● GOAL: Copy out the entries with every "photo" swapped for "image" and nothing else changed. Leave the pictures out.

● DATA FOR THE TASK:
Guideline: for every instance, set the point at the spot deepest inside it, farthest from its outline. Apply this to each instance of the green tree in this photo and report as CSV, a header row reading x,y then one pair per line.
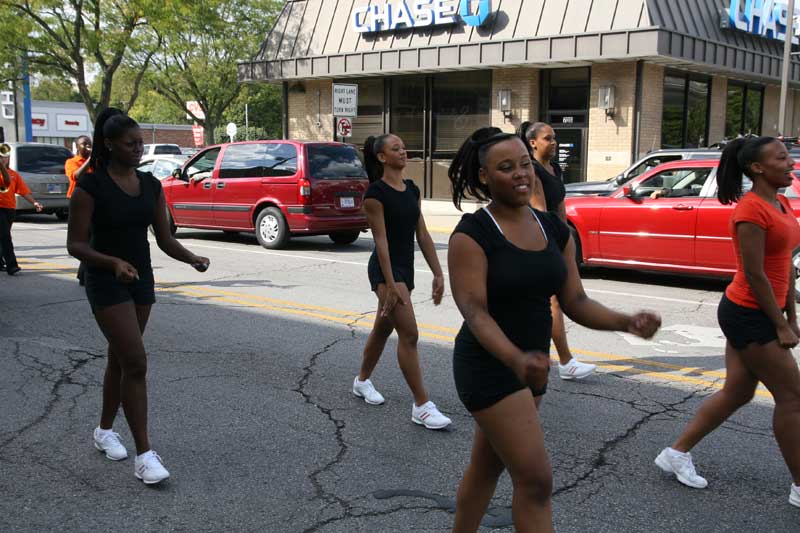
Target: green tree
x,y
197,61
81,38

● EXERCISE RESULT:
Guideline: for every instance, set the point at the spot deepest inside it, farthest from its outline. Apply this to each instance of the green tree in this image and report as CSV, a header row reading x,y then one pair per line.
Target: green tree
x,y
197,61
81,38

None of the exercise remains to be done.